Zuhause in Stadt und Technik

Karin Zucker ist die Kreisgeschäftsführerin und eine der wenigen Grünen, „die in Villingen-Schwenningen geboren sind“. Die 60-Jährige ist politisch auf Energie- und Umweltschutzthemen fokussiert. Die Chemikerin und Diplom-Ingenieurin sieht sich dabei vor allem „auf der technischen Seiten zu Hause“.

Olaf Wuttge-Greimel kennt viele Gemeinderatsthemen schon seit vielen Jahren bis ins Detail als beratender Architekt im Technischen Ausschuss. Sein Fokus liegt daher auf der Stadtplanung, konkrete auf dem Ausbau der Infrastruktur wie den Großprojekten Oberer Brühl, Rössle oder Museumsquartier Schwenningen, der Mobilität und dem Straßenbau.

Fabian Braun ist, mit noch 21 Jahren, der Jüngste auf der Kandidatenliste der Grünen für die Gemeinderatswahl.
Fabian Braun ist, mit noch 21 Jahren, der Jüngste auf der Kandidatenliste der Grünen für die Gemeinderatswahl. | Bild: Lisa Sperlich

Fabian Braun ist der Jüngste auf der grünen Kandidatenliste. Die Grünen haben den Schwenninger ganz weit vorne, auf Rang vier, ihrer Kandidatenliste präsentiert, um auch den Jungen eine Chance zu geben. Der 21-Jährige arbeitet in der Software-Entwicklung bei Conti und will sich im Falle einer Wahl vor allem für eine Stärkung des Jugendgemeinderates und für Fortschritte bei der Digitalisierung einsetzen.

....

→ **Zu erledigende Aufgaben**
(a) Erkläre in ein bis drei Sätzen, warum die Grünen Fabian Braun laut dem Lesetext über ihre Kandidaten so weit vorne auf ihre Liste gesetzt haben.
(b) Führe den Lesetext über die Kandidaten der Grünen für die Gemeinderatswahl im Anschluss an seinen letzten Satz fort.

→ **Datensatzeinträge**
....

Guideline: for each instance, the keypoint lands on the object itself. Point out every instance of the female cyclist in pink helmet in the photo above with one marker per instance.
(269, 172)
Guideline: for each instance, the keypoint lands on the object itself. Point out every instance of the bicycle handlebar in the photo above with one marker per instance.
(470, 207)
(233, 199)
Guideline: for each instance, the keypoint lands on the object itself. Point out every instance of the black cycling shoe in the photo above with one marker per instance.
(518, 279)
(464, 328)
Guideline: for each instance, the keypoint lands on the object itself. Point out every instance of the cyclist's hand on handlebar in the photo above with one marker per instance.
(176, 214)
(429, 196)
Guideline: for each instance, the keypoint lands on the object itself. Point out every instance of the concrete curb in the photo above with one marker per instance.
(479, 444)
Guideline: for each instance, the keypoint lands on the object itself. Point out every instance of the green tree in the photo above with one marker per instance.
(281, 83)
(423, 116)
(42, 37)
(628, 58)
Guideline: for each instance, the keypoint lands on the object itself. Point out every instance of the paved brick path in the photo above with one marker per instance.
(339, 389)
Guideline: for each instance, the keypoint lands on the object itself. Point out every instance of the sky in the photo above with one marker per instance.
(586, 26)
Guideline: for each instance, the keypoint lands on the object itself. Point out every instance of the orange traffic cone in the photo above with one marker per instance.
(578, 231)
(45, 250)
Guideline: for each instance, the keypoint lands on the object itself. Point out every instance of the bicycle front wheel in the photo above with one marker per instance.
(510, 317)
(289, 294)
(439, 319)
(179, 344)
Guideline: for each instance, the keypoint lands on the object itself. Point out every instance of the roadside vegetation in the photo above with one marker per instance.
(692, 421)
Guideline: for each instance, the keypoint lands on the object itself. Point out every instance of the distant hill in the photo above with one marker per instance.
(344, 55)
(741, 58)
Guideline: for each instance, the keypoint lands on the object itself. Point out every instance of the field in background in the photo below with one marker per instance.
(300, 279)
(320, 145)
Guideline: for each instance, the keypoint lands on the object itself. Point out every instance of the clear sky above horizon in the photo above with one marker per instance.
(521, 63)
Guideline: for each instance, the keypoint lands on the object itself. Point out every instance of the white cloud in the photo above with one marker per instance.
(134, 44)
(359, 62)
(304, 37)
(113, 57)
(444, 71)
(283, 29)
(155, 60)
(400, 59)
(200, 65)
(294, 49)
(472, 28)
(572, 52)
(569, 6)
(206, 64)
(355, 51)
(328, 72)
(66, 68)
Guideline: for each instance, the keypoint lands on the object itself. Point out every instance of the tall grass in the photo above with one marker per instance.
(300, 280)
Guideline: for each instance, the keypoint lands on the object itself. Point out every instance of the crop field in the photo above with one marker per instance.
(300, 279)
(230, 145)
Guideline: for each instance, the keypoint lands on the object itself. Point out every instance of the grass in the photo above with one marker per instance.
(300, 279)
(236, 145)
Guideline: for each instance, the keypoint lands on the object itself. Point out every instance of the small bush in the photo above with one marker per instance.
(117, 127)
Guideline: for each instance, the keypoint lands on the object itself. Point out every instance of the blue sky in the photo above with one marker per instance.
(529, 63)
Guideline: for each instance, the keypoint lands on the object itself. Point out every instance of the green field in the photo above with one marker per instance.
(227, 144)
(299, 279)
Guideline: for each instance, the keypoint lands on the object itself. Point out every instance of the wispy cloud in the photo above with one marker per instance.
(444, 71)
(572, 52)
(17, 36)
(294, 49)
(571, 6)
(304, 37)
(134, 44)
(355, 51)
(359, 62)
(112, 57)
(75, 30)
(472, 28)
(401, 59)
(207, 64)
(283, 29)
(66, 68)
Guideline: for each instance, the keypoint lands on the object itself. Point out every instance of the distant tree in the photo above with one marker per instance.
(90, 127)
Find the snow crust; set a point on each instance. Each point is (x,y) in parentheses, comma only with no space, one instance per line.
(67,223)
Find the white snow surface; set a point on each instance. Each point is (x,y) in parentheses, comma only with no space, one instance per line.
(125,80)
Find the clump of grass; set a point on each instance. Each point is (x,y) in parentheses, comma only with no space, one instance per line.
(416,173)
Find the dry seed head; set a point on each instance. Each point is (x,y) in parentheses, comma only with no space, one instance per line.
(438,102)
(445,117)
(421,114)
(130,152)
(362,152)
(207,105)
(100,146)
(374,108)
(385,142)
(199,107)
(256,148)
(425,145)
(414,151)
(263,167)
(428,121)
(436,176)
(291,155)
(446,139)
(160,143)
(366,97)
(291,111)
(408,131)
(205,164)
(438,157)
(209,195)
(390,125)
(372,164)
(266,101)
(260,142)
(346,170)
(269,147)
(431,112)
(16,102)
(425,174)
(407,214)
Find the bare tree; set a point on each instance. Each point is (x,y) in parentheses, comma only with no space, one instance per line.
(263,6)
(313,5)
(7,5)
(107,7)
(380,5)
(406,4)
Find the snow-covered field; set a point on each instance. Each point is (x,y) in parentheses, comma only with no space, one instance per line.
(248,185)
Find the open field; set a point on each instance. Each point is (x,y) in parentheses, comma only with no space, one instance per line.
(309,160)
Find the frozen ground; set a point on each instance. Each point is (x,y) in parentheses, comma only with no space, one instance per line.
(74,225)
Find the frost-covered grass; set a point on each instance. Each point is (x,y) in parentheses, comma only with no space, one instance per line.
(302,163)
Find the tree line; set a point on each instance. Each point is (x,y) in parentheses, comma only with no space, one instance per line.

....

→ **Lösungen**
(a) Die Grünen haben Fabian Braun auf Rang vier ihrer Kandidatenliste präsentiert, um auch den Jungen eine Chance zu geben.

(b)
Die Zugpferde ganz vorne auf der Liste

Ulrike Salat ist Fraktionsvorsitzende. Die promovierte Biologin leitet als Professorin den Bereich Molekular-Biologie an der Hochschule in Schwenningen. Die Klimapolitik mit der Energie- und Mobilitätswende ist seit fünf Jahren ihr großes Thema im Gemeinderat.

Oskar Hahn ist ebenfalls Fraktionsvorsitzende. Der 37-Jährige engagiert sich ebenfalls für die Energie- und Mobilitätswende. Wichtig sei ihm auch, das Thema solidarische Landwirtschaft verstärkt in die Gesellschaft zu tragen.